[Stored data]

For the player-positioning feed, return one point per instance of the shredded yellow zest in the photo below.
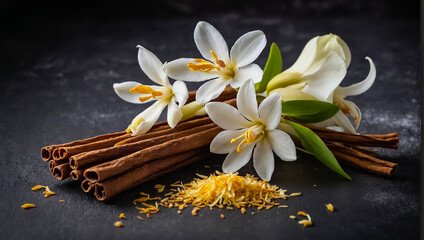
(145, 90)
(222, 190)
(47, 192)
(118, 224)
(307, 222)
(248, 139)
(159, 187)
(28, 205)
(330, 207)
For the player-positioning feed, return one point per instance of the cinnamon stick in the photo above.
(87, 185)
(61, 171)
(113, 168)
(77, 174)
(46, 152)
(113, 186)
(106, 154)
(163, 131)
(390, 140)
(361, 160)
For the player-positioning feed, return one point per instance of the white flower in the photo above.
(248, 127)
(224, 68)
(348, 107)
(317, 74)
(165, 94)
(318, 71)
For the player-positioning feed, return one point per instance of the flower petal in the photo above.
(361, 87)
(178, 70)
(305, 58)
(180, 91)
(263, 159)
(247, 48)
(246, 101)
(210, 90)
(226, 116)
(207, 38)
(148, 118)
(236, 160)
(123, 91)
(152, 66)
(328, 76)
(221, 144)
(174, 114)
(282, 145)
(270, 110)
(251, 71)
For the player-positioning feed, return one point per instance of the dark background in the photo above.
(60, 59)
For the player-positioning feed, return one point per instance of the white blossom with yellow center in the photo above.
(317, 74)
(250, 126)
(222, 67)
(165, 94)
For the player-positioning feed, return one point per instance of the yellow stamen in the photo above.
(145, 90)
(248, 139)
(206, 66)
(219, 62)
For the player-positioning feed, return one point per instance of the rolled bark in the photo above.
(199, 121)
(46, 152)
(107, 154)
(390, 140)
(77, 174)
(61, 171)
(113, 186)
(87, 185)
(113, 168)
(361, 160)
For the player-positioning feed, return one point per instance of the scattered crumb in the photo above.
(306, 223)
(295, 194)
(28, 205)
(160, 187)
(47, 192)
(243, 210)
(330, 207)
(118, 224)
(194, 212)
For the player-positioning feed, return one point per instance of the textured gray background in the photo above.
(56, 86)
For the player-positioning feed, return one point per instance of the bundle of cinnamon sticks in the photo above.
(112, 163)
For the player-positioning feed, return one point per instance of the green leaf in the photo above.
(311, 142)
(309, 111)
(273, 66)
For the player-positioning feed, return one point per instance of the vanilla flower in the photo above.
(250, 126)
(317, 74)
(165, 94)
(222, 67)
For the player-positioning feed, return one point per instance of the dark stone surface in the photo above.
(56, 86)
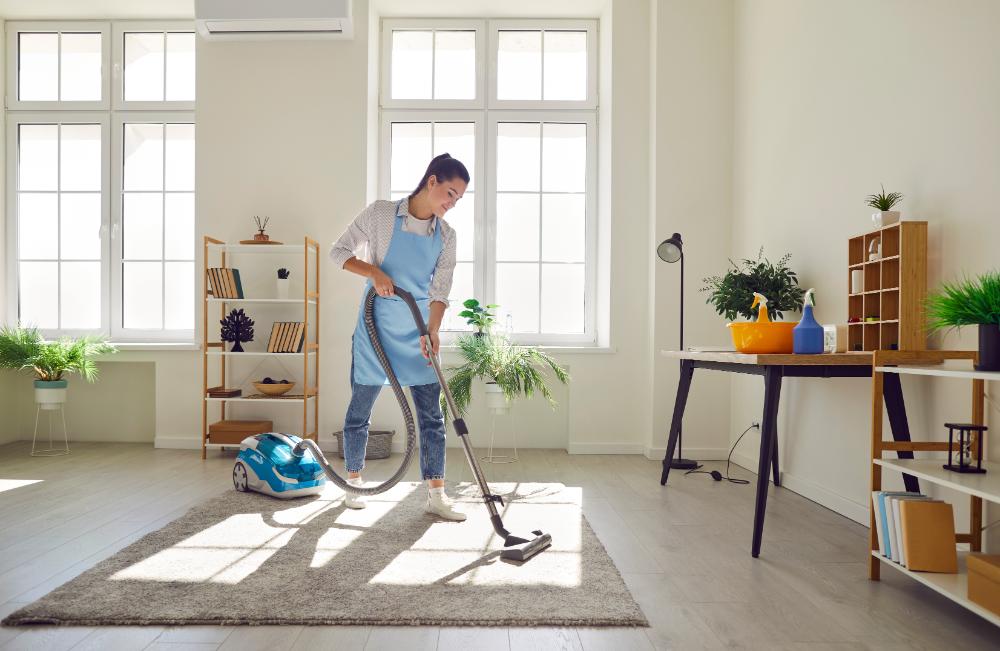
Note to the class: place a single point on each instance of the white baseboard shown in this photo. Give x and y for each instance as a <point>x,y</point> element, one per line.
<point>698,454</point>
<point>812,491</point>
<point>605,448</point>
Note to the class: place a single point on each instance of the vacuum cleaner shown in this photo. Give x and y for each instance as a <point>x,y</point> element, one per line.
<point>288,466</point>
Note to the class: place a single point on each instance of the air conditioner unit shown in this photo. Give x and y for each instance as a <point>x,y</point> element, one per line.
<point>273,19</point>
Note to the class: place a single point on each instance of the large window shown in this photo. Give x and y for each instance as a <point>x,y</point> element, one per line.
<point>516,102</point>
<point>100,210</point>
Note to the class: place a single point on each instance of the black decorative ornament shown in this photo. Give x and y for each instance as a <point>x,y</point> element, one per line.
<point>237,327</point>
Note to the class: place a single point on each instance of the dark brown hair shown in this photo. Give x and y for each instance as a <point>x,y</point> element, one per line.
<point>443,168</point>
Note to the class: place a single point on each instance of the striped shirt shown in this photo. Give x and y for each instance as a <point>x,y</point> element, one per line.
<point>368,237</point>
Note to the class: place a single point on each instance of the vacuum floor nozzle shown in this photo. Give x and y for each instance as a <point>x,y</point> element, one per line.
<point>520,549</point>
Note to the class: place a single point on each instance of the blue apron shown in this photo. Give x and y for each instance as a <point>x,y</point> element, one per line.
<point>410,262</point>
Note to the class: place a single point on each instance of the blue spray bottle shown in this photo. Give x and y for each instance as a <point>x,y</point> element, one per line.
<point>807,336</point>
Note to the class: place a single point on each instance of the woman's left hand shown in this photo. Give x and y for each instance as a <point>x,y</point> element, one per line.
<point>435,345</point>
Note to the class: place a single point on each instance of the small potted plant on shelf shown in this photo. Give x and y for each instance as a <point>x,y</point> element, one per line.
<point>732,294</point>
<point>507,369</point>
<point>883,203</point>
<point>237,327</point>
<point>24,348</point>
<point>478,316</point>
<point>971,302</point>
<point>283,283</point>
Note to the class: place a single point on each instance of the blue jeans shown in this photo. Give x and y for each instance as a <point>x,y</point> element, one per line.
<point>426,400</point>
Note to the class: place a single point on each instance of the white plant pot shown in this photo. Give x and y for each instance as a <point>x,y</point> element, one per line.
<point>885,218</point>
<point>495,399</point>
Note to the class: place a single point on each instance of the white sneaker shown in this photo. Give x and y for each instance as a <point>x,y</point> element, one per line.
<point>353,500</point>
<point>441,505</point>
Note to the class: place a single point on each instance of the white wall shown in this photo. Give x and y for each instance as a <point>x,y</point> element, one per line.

_WORK TO COMPLETE_
The records above must be echoed exactly, minus their pictures.

_WRITTEN REPLY_
For the player-positioning feed, return one point per instance of the shredded yellow zest in the photo below.
(145, 90)
(222, 190)
(47, 192)
(118, 224)
(307, 222)
(248, 139)
(159, 187)
(28, 205)
(330, 207)
For the player-positioning feed, return one point per instance of the cinnamon stick in the photo above.
(87, 185)
(61, 171)
(113, 168)
(77, 174)
(46, 152)
(113, 186)
(106, 154)
(163, 131)
(390, 140)
(361, 160)
For the player-positioning feed, return one point per instance of the white flower in the photo above.
(248, 127)
(224, 68)
(348, 107)
(317, 74)
(165, 94)
(318, 71)
For the player-positioning feed, return one point per instance of the flower petal in the photo above.
(361, 87)
(178, 70)
(305, 58)
(180, 91)
(263, 159)
(247, 48)
(246, 101)
(210, 90)
(226, 116)
(207, 38)
(148, 118)
(236, 160)
(123, 91)
(152, 66)
(328, 76)
(221, 144)
(174, 114)
(282, 145)
(270, 110)
(251, 71)
For the player-positioning feed, return one point per instance of the dark background in the photo above.
(60, 59)
For the player-positioning feed, return one point per instance of the white blossom with yellow center in the photo above.
(317, 74)
(250, 126)
(222, 67)
(165, 94)
For the player-positioning feed, return one point per instance of the yellow stamen in the photo above.
(145, 90)
(248, 139)
(206, 66)
(219, 62)
For the player-positioning feed, return one point per instance of the rolled bark in the photo above.
(199, 121)
(46, 152)
(107, 154)
(390, 140)
(77, 174)
(61, 171)
(113, 186)
(87, 185)
(113, 168)
(361, 160)
For the player-positioning feed, return one point per instance of the scattered crumb in the photo above.
(306, 223)
(295, 194)
(28, 205)
(160, 187)
(47, 192)
(243, 210)
(330, 207)
(118, 224)
(194, 212)
For the player-positioning feed, return one point per instance of the textured gray background in the photo above.
(56, 86)
For the player-positioning feed, return one point per instance of the bundle of cinnamon sticks in the photo above.
(112, 163)
For the player-positioning feed, return one point per instance of the green leaf in the photo above.
(311, 142)
(309, 111)
(273, 66)
For the player-positioning feed, return one point per instance of the vanilla flower in the photo above.
(250, 126)
(317, 74)
(165, 94)
(222, 67)
For the player-positioning feed, return one point per instance of the dark stone surface in the photo above.
(56, 86)
Note to the class: place a single point on each instance of the white baseboard shown in this photo. Give x and y for each instance as a <point>x,y</point> element, one per line.
<point>698,454</point>
<point>812,491</point>
<point>605,448</point>
Note to the class: place a single point on each instance of the vacuum cleaner shown in this photo. Give x and y for each instance as a <point>x,y</point> element, one per line.
<point>288,466</point>
Note to the class: place a single point on each instance of the air conditioner unit shown in this photo. Give x and y for each instance as a <point>x,y</point> element, one per line.
<point>273,19</point>
Note to the class: place a single point on each instance of the large window shown in this photo. Give x and y for each instance as a <point>x,y</point> element, one per line.
<point>516,102</point>
<point>100,210</point>
Note to the class: place a single point on each instance of the black decorative ornament shown in this photo. Give x and y for each instance as a <point>x,y</point> element, one per line.
<point>237,327</point>
Note to the class: place a single point on each instance of the dark brown hair shown in this photo. Give x and y for each instance as a <point>x,y</point> element, one per line.
<point>443,168</point>
Note to the class: place a single point on each instance of the striped shirt shown in this photo. Give x and y for each instance as a <point>x,y</point> element, one per line.
<point>368,237</point>
Note to the class: place a single point on each instance of the vacuum floor nozzle shown in this photo. Give x and y for each instance as a <point>x,y</point> element, one per line.
<point>520,549</point>
Note to the class: place a single point on each instance of the blue apron shown in this photo. Give x and y for each instance as a <point>x,y</point> element, one per line.
<point>410,262</point>
Note to the class: place a single point on each instance of the blue spray bottle shown in this photo. Give x and y for each instance as a <point>x,y</point> element, one per line.
<point>807,336</point>
Note to the class: place a single point on each instance of the woman's left hand shown in this photo. Give x and y for each instance as a <point>x,y</point> element, one per line.
<point>435,345</point>
Note to the class: place a single point on each instance of the small potted plant on shelf shown in this photo. Give x and y for each instance as a <point>x,y</point> element, one per line.
<point>732,294</point>
<point>507,369</point>
<point>883,203</point>
<point>237,327</point>
<point>24,348</point>
<point>478,316</point>
<point>971,302</point>
<point>283,283</point>
Note to the class: place a single point on each instance of the blue jeans shown in this photo. Give x and y for each instance as a <point>x,y</point> element, one per line.
<point>426,400</point>
Note to the class: place a single point on each instance of the white plant pot shown in this photo. Give x and y for each instance as a <point>x,y</point> element, one per line.
<point>885,218</point>
<point>495,399</point>
Note to the class: place a single point on each instance of the white sneaker shown in this photo. Give x and y for each instance as a <point>x,y</point> element, one per line.
<point>353,500</point>
<point>441,505</point>
Note to the class: place a single point on each instance of the white wall shown in this photo. Give x and y for each instance as a <point>x,y</point> element, one per line.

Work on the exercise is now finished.